▸ **Task statement**
Update the entries below by changing "crowd in stands" to "spectators in the stands" wherever it appears, and leave everything else unchanged. Omit the pictures from your answer.

— start of Supplied material —

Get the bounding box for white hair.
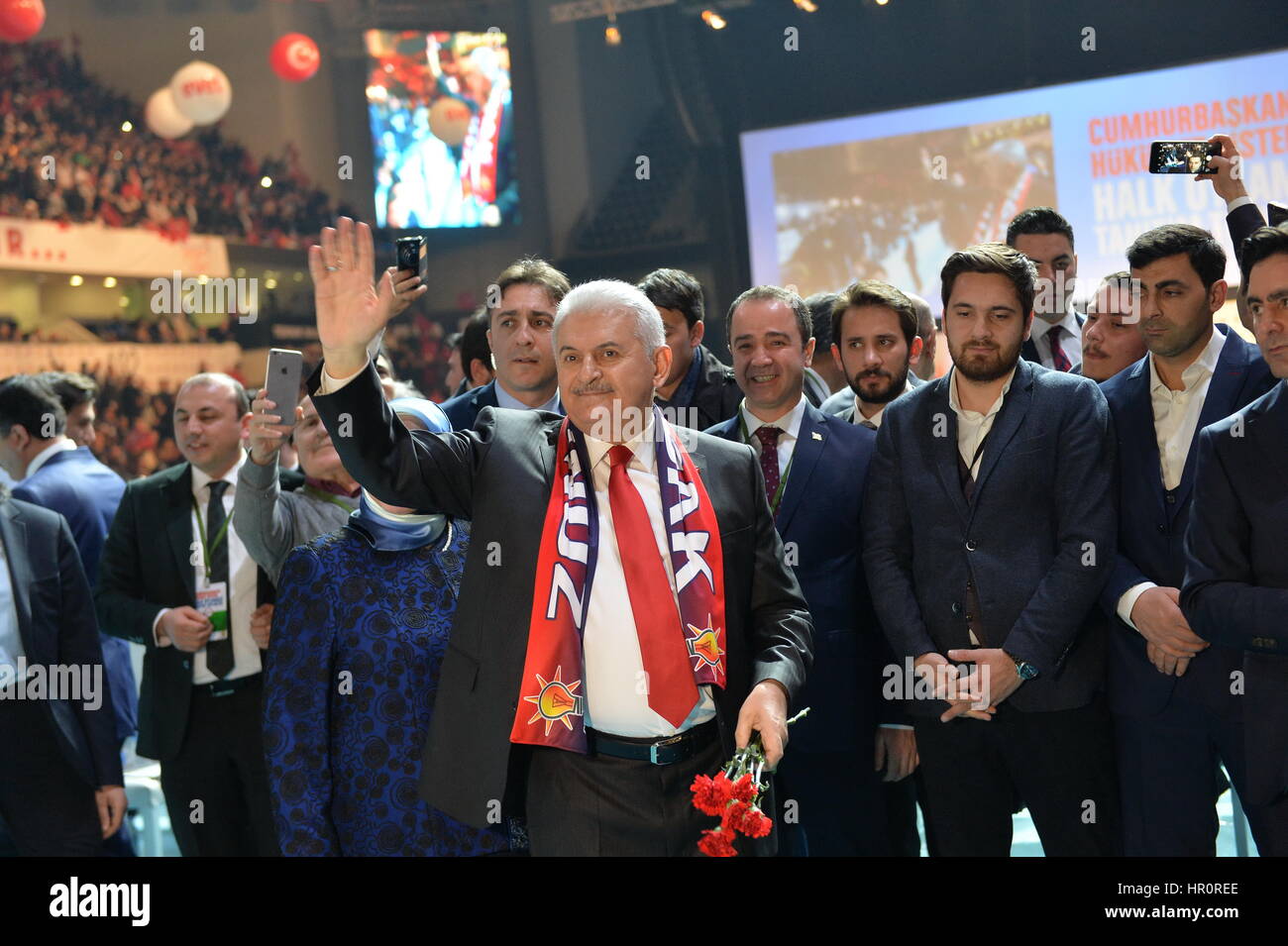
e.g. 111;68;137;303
551;279;666;358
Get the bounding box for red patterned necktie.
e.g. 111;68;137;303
756;423;783;508
1047;326;1073;370
608;444;698;727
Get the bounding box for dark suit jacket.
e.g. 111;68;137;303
1100;326;1275;715
439;378;497;430
1225;203;1266;262
1181;381;1288;804
94;464;283;762
658;345;742;430
309;365;811;827
1020;311;1087;365
0;498;125;788
13;447;139;741
707;404;907;752
863;360;1117;715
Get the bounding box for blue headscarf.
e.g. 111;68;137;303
349;397;452;552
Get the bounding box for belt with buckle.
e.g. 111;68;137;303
587;719;717;766
192;674;265;696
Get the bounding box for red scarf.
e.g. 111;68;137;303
510;407;725;753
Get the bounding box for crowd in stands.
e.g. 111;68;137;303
0;40;352;249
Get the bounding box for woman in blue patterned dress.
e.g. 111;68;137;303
265;399;522;856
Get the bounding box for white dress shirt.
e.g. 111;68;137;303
583;422;716;738
152;453;263;686
23;436;76;478
1029;309;1082;368
738;394;808;476
0;532;27;689
1115;328;1225;631
853;380;913;430
948;367;1015;477
318;366;710;738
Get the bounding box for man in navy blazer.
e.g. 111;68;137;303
0;374;139;797
1181;225;1288;856
441;259;572;430
707;285;917;856
863;244;1120;856
0;491;125;857
1102;224;1274;857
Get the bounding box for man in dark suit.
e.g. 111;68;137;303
94;374;283;857
636;269;742;430
1006;207;1086;370
441;258;571;430
820;279;926;430
1102;224;1274;857
863;244;1118;856
1181;225;1288;856
707;285;917;857
309;218;811;855
0;491;125;857
0;373;139;857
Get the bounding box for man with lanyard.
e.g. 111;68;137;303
707;285;917;856
94;373;277;856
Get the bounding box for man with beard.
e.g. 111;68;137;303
1102;224;1275;857
823;279;924;430
1073;270;1145;381
443;258;572;430
1006;207;1085;370
863;244;1120;856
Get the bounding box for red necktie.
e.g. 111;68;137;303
756;423;783;515
608;444;698;727
1047;326;1073;370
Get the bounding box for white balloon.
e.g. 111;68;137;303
170;59;233;125
143;86;192;138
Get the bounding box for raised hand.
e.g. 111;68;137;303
309;216;393;377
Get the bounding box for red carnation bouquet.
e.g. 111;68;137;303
690;708;808;857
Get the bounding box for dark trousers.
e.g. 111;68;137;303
161;677;278;857
915;699;1122;857
1115;696;1288;857
774;745;921;857
527;726;726;857
0;700;103;857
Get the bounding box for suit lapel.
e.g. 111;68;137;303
0;499;33;663
1172;328;1259;510
777;404;828;534
164;464;200;603
1116;356;1164;508
921;370;970;523
973;360;1033;515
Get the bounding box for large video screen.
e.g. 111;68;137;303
365;30;519;229
742;52;1288;310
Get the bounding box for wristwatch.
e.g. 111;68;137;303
1002;650;1038;680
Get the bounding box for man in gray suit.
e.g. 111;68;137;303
821;279;924;430
863;244;1121;856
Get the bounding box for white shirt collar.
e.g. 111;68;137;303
854;367;912;427
738;394;808;439
948;365;1019;417
1149;326;1225;394
1029;308;1082;341
189;448;246;502
494;381;562;414
27;436;76;476
583;416;661;473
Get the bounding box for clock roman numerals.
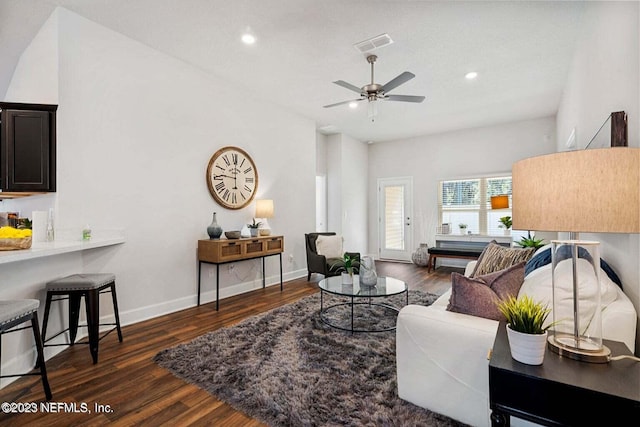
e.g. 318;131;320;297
207;147;258;209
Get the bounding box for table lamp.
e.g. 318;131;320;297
512;147;640;363
256;199;273;236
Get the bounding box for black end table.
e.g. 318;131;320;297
489;322;640;427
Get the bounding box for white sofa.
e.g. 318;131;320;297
396;254;637;426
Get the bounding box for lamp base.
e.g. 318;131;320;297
547;335;611;363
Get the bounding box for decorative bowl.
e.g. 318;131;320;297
0;236;31;251
224;230;240;239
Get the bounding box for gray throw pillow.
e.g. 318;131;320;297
447;262;525;320
471;241;536;277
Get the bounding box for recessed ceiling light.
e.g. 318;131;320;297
242;33;256;44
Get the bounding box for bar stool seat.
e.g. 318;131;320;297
42;273;122;364
0;299;52;400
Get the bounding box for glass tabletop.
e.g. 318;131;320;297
318;274;407;297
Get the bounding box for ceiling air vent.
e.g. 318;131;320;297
353;33;393;53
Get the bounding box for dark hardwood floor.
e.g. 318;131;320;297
0;261;461;426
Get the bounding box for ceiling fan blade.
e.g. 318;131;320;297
381;71;416;93
384;95;424;102
334;80;362;93
323;98;365;108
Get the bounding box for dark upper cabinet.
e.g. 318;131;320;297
0;102;58;192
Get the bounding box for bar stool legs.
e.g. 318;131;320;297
42;274;122;364
0;299;52;400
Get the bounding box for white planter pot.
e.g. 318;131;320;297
507;325;547;365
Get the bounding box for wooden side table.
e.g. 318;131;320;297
489;322;640;427
198;236;284;310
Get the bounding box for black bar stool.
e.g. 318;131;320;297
42;273;122;364
0;299;51;400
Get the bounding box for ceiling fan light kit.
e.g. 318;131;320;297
324;55;424;121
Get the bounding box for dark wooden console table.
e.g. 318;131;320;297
489;322;640;427
198;236;284;310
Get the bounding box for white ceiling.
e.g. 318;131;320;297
0;0;588;142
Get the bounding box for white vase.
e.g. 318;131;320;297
358;256;378;287
507;325;547;365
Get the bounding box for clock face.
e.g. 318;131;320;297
207;147;258;209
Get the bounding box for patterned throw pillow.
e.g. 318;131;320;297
447;262;525;320
316;235;343;258
471;240;536;277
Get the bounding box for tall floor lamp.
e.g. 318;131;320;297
512;147;640;363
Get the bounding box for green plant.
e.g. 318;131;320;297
247;218;262;228
516;231;544;249
498;295;552;334
498;216;513;230
330;252;360;274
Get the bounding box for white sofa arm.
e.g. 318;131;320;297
396;304;498;426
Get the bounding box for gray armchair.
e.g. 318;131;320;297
304;232;360;281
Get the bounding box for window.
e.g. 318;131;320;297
438;176;511;235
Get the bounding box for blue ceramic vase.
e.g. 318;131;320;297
207;212;222;239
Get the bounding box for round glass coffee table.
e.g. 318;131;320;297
318;274;409;332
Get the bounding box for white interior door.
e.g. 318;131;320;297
378;177;413;261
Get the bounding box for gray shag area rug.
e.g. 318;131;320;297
154;291;461;426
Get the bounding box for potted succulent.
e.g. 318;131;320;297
498;295;553;365
516;231;544;249
331;252;360;285
247;218;262;237
498;216;513;236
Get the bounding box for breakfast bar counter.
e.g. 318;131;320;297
0;237;125;264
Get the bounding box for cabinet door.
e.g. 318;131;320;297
2;110;55;191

— end of Supplied material —

▸ **Exercise answer**
Get the bounding box for white hair.
e.g. 111;68;137;303
551;279;666;358
Get the bounding box for red patterned necktie.
e.g. 111;68;137;303
756;423;783;508
1047;326;1073;370
608;444;698;727
Get the bounding box for dark suit jacket.
e.g. 111;68;137;303
1100;326;1275;715
439;378;497;430
1225;203;1266;262
1181;381;1288;804
94;464;283;762
658;345;742;430
309;365;811;827
1020;311;1087;365
0;498;125;788
13;447;139;741
707;404;907;752
863;360;1117;715
Get the bounding box for blue headscarf.
e.g. 111;68;137;303
349;397;452;552
Get the bounding box for belt with buckle.
e.g. 111;68;137;303
587;719;717;766
192;674;265;696
Get the bounding box for red scarf.
e.g. 111;68;137;303
510;407;725;753
Get the bounding box for spectators in the stands.
e.g. 111;68;137;303
0;40;352;249
Get the bounding box for woman in blue patterned dress.
e.g. 111;68;137;303
265;399;522;856
Get the bounding box for white dress shirt.
e.g. 111;68;137;303
583;422;716;738
152;453;263;686
23;436;76;478
1029;309;1082;368
738;394;808;476
0;532;27;689
1115;328;1225;631
853;380;913;430
948;367;1015;477
318;366;710;738
Get the bounding box for man in navy blazer.
e.g. 111;68;137;303
0;374;139;797
1181;225;1288;856
441;259;572;430
707;285;917;856
863;244;1120;856
0;491;125;857
1102;224;1274;857
Get the bounding box for man in dark suit.
e.g. 111;68;137;303
94;374;283;857
636;269;742;430
1006;207;1086;370
441;258;571;430
820;279;926;430
1102;224;1274;857
863;244;1118;856
1181;225;1288;856
707;285;917;857
309;218;811;855
0;491;125;857
0;373;139;857
Get the bounding box for man with lanyard.
e.g. 111;68;137;303
707;285;917;856
94;373;277;856
Get the bounding box for man with beard.
e.g. 111;68;137;303
1102;224;1275;857
823;279;924;430
1073;270;1145;381
443;258;572;430
1006;207;1085;370
863;244;1120;856
Get the bounding box for red necktie.
e.g. 111;68;137;303
756;423;783;515
608;444;698;727
1047;326;1073;370
Get the bounding box for white balloon.
e.g. 111;68;137;303
170;59;233;125
143;86;192;138
Get the bounding box for raised hand.
e.g. 111;68;137;303
309;216;393;377
Get the bounding box for red carnation bouquet.
e.g. 111;68;137;303
690;708;808;857
Get the bounding box for dark trousers.
e.g. 111;68;137;303
161;677;278;857
915;699;1122;857
1115;696;1288;857
774;745;921;857
527;726;726;857
0;700;103;857
Get the bounding box for suit lapel.
e.g. 111;68;137;303
0;499;33;663
1172;328;1259;510
777;404;828;534
164;464;200;603
1116;356;1164;508
921;370;970;523
973;360;1033;515
Get the bounding box for large video screen.
e.g. 111;68;137;303
365;30;519;229
742;52;1288;310
Get the bounding box for wristwatch.
e.g. 111;68;137;303
1002;650;1038;680
Get the bounding box for man in gray suit.
e.g. 111;68;137;303
821;279;924;430
863;244;1121;856
Get the bounding box for white shirt collar.
e.g. 111;68;137;303
854;367;912;427
738;394;808;439
948;365;1019;417
1149;326;1225;394
1029;308;1082;341
189;448;246;502
494;381;562;414
27;436;76;476
583;416;661;473
Get the bounding box for clock roman numerals.
e.g. 318;131;320;297
207;147;258;209
Get the bounding box for table lamp.
e.g. 318;131;320;297
512;147;640;363
256;199;273;236
Get the bounding box for black end table.
e.g. 318;131;320;297
489;322;640;427
Get the bounding box for white sofa.
e.g. 318;131;320;297
396;254;637;426
Get the bounding box for lamp base.
e.g. 318;131;320;297
547;335;611;363
Get the bounding box for decorative bowl.
e.g. 318;131;320;297
0;236;31;251
224;230;240;239
Get the bounding box for gray throw pillow.
e.g. 318;131;320;297
447;262;525;320
471;241;536;277
Get the bounding box for recessed ceiling light.
e.g. 318;131;320;297
242;33;256;44
Get the bounding box for bar stool seat.
e.g. 318;131;320;297
42;273;122;364
0;299;52;400
Get the bounding box for glass tabletop.
e.g. 318;131;320;297
318;274;407;297
Get the bounding box for ceiling air vent.
e.g. 318;131;320;297
353;33;393;53
Get the bounding box for dark hardwood floor.
e.g. 318;131;320;297
0;261;461;426
Get the bounding box for ceiling fan blade.
e.g. 318;131;320;297
381;71;416;93
384;95;424;102
334;80;362;93
323;98;365;108
Get the bounding box for dark upper cabinet.
e.g. 318;131;320;297
0;102;58;192
Get the bounding box for bar stool legs.
e.g. 318;131;320;297
42;274;122;364
0;299;52;400
Get the bounding box for white planter pot.
e.g. 318;131;320;297
507;325;547;365
Get the bounding box for wooden side table.
e.g. 318;131;320;297
489;322;640;427
198;236;284;310
Get the bounding box for black bar stool.
e.g. 318;131;320;297
42;273;122;364
0;299;51;400
Get the bounding box for ceiling fan light kit.
e.g. 318;131;320;297
324;55;424;121
Get the bounding box for dark wooden console table.
e.g. 318;131;320;297
489;322;640;427
198;236;284;310
Get the bounding box for white ceiling.
e.g. 318;131;320;297
0;0;588;142
Get the bounding box for white vase.
e.g. 318;131;320;297
358;256;378;287
507;325;547;365
Get the bounding box for clock face.
e.g. 318;131;320;297
207;147;258;209
Get the bounding box for patterned throw pillow.
e.g. 318;131;320;297
447;262;525;320
316;235;343;258
471;240;536;277
Get the bounding box for tall floor lamp.
e.g. 318;131;320;297
512;147;640;363
Get the bounding box for green plant.
e.g. 318;131;320;297
247;218;262;228
516;231;544;249
498;295;552;334
498;216;513;230
330;252;360;274
Get the bounding box for white sofa arm.
e.g. 318;131;320;297
396;304;498;426
Get the bounding box for gray armchair.
e.g. 318;131;320;297
304;232;360;281
Get the bounding box for window.
e.g. 318;131;320;297
438;176;511;235
Get the bounding box for blue ceramic vase.
e.g. 318;131;320;297
207;212;222;239
Get the bounding box for round glass coffee table.
e.g. 318;131;320;297
318;274;409;332
Get the bounding box for white interior door.
e.g. 318;131;320;297
378;177;413;261
Get the bounding box for gray shag area rug.
e.g. 318;131;320;297
154;291;461;426
Get the bounding box for potted succulent.
e.g. 318;131;320;297
498;295;553;365
516;231;544;249
331;252;360;285
247;218;262;237
498;216;513;236
Get the bounding box for breakfast bar counter.
e.g. 318;131;320;297
0;237;125;264
Get the bounding box for cabinet door.
e.g. 318;131;320;297
2;110;55;191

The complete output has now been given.